Segment Start: READING PASSAGE
The response to the consultation that I have submitted to MSP Rhoda Grant is included below. It's long.

If you would like to make a last-minute submission, please consider the excellent template letters offered by SCOT-PEP. Please be sure to request anonymity if you want to do it privately, or consider signing with a pseudonym. You don't have to be in Scotland to reply.

My response:


First off, I would like to address to comments Trish Godman MSP made at the Conference Against Human Trafficking in October this year that “Belle” does not exist and is not happy. I am Belle de Jour, I do exist, and please thank Ms Godman for being so concerned about my feelings – I am happy.

QUESTIONS Q1: Do you support the general aim of the proposed Bill? Please indicate “yes/no/undecided” and explain the reasons for your response. 

No, I do not support the general aim of the bill.

If the current laws are not working, as you claim, what makes you think new, badly thought out laws would work better? Or is this another 'send a message' law? Passing laws is easy. Passing a law which actually works in the way intended, is enforceable and has no harmful unforeseen consequences is far more difficult.

Such a law as proposed here will not affect whether or not prostitution happens: it will simply affect the conditions under which it takes place to the harm of sex workers. The question is, do you care about those conditions? I do. My priority is access for sex workers to the services they need to preserve or improve their circumstances.

The criminalisation of the purchase of sex in other countries has been shown not to be a successful approach in either helping sex workers or stopping the phenomenon of paying for sex. The extensive evidence for this position is outlined in the replies to the following questions.  

Q2: What do you believe would be the effects of legislating to criminalise the purchase of sex (as outlined above)? Please provide evidence to support your answer.
Segment End: READING PASSAGE
Segment Start: THE DATA
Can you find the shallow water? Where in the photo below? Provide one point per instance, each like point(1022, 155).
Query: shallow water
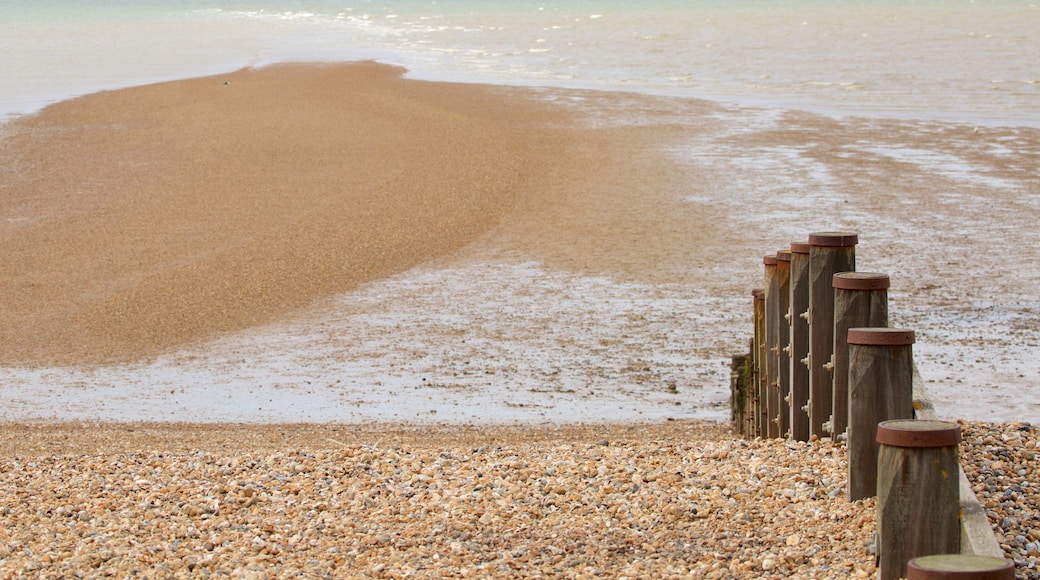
point(967, 60)
point(940, 176)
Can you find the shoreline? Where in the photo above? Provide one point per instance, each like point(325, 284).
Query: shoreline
point(615, 286)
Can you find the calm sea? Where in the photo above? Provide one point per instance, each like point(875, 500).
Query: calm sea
point(960, 59)
point(946, 198)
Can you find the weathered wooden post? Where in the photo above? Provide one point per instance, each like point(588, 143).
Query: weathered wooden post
point(880, 389)
point(783, 340)
point(960, 567)
point(918, 493)
point(772, 334)
point(738, 373)
point(799, 343)
point(759, 356)
point(860, 299)
point(830, 253)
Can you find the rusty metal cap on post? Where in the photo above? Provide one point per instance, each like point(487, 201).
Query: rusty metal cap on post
point(800, 247)
point(833, 239)
point(917, 433)
point(963, 567)
point(860, 281)
point(881, 337)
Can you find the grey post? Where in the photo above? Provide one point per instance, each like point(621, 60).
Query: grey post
point(799, 341)
point(830, 253)
point(880, 389)
point(759, 368)
point(783, 340)
point(860, 299)
point(960, 567)
point(918, 494)
point(772, 333)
Segment End: THE DATA
- [BRIEF A]:
According to the consultation response, at what event did Trish Godman make her comments about "Belle"?
- [BRIEF B]:
List every person named in the consultation response.

- [ANSWER AREA A]:
The Conference Against Human Trafficking in October

- [ANSWER AREA B]:
Rhoda Grant, Trish Godman, Belle de Jour